[Opening Data under study section]
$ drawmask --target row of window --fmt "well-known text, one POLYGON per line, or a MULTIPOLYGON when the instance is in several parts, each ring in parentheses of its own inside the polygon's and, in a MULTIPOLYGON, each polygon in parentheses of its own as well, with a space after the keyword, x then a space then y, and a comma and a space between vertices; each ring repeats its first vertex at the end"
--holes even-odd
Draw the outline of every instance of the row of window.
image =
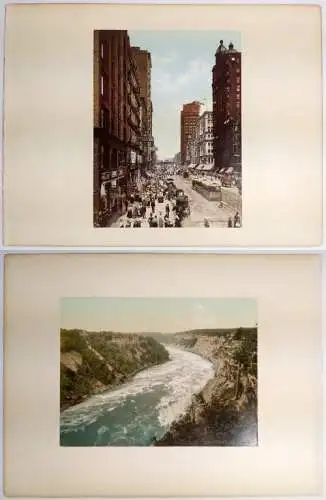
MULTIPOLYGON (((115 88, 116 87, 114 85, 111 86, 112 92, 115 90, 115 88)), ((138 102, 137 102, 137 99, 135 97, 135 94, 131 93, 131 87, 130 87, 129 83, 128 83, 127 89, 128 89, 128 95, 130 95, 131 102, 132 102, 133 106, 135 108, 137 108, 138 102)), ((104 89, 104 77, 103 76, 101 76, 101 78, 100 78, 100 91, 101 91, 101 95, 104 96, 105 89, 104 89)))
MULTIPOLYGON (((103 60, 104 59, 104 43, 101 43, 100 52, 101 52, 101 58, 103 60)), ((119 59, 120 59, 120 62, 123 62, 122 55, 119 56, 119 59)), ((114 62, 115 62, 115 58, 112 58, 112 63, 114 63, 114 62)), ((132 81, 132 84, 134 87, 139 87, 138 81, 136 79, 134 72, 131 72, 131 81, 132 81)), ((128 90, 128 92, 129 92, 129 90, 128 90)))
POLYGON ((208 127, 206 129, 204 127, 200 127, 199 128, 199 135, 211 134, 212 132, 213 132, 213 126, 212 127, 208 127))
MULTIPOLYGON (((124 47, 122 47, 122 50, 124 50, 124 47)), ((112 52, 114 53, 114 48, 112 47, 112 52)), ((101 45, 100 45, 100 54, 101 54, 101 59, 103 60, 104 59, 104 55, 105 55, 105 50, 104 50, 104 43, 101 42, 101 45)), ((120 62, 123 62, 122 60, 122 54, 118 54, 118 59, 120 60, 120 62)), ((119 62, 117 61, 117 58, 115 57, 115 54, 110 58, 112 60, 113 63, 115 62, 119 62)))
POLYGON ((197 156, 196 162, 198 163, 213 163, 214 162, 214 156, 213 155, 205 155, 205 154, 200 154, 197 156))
[Closing Data under study section]
[Opening Data under study section]
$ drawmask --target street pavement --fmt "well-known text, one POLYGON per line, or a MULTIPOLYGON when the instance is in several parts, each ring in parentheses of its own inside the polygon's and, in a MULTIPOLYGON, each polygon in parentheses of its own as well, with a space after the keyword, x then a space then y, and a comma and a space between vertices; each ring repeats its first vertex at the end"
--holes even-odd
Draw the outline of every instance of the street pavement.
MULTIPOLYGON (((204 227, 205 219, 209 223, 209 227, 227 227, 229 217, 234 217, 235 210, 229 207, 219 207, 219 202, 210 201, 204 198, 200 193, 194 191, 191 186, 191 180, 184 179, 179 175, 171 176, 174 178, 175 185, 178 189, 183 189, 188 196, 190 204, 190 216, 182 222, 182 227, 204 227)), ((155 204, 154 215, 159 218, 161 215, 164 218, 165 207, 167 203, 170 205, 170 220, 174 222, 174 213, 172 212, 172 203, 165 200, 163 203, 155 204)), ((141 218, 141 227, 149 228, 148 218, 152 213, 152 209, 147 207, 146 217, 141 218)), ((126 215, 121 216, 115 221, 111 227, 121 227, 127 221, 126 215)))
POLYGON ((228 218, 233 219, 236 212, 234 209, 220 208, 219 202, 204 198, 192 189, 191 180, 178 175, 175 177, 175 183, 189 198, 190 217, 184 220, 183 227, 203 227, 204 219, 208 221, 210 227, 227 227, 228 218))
[Closing Data under study section]
[Opening Data under study section]
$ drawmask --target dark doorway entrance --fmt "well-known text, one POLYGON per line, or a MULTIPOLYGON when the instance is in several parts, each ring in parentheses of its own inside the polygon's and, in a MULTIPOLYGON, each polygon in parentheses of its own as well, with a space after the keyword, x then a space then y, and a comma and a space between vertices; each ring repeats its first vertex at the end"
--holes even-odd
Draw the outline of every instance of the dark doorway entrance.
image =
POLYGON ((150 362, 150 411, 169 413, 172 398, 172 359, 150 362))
[Closing Data under study section]
Problem description: Set down only the lines above that fall between the line holding "drawmask --target row" and the line holding "Draw the outline of every instance of the row", inclusive, keeping each exact.

Final answer:
$ drawmask --target row of window --fmt "well-known text, one POLYGON per line, or a MULTIPOLYGON when the instance is in several parts, each ring in parentheses of its own inside the polygon's and, in a MULTIPOLYGON, each polygon in parentheses of its own as well, with a space after the keyword, x then a space then y, and a comma and a space between vertices; each ring repeats its first vertex at the end"
--holes even-odd
Draw the outline of every instance of the row of window.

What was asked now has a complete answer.